AIM. Rewrite every line of the items below as a numbered list, skipping any blank lines. Leave the pictures out of your answer.

--- Start DATA SECTION ---

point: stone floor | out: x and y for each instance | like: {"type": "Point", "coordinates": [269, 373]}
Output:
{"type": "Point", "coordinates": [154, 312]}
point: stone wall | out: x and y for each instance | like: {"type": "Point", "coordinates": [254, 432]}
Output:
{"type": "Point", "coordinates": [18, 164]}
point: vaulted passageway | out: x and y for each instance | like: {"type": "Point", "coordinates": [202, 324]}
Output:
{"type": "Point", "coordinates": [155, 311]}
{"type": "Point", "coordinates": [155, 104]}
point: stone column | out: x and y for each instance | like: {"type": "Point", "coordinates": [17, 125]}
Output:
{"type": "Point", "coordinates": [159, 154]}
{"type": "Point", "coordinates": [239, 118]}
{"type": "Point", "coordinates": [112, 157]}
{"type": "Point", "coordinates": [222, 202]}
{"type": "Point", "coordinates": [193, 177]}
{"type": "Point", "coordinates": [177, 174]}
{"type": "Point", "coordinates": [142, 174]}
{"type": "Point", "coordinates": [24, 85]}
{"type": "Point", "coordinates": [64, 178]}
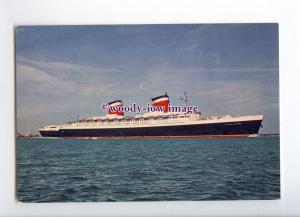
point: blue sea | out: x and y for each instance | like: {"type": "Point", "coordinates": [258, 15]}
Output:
{"type": "Point", "coordinates": [61, 170]}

--- End DATA SECTION ---

TASK RESULT.
1. point: stone floor | out: x and y for each instance | like: {"type": "Point", "coordinates": [269, 373]}
2. Output:
3. {"type": "Point", "coordinates": [154, 312]}
4. point: stone wall | out: x and y for each instance | like: {"type": "Point", "coordinates": [254, 432]}
5. Output:
6. {"type": "Point", "coordinates": [18, 164]}
7. point: vaulted passageway | out: x and y for each instance | like: {"type": "Point", "coordinates": [202, 324]}
8. Output:
9. {"type": "Point", "coordinates": [155, 311]}
10. {"type": "Point", "coordinates": [155, 104]}
11. point: stone column | out: x and y for each instance | like: {"type": "Point", "coordinates": [17, 125]}
12. Output:
13. {"type": "Point", "coordinates": [159, 154]}
14. {"type": "Point", "coordinates": [239, 118]}
15. {"type": "Point", "coordinates": [112, 157]}
16. {"type": "Point", "coordinates": [222, 202]}
17. {"type": "Point", "coordinates": [193, 177]}
18. {"type": "Point", "coordinates": [177, 174]}
19. {"type": "Point", "coordinates": [142, 174]}
20. {"type": "Point", "coordinates": [24, 85]}
21. {"type": "Point", "coordinates": [64, 178]}
22. point: blue sea | out: x and y for each instance | like: {"type": "Point", "coordinates": [258, 15]}
23. Output:
24. {"type": "Point", "coordinates": [61, 170]}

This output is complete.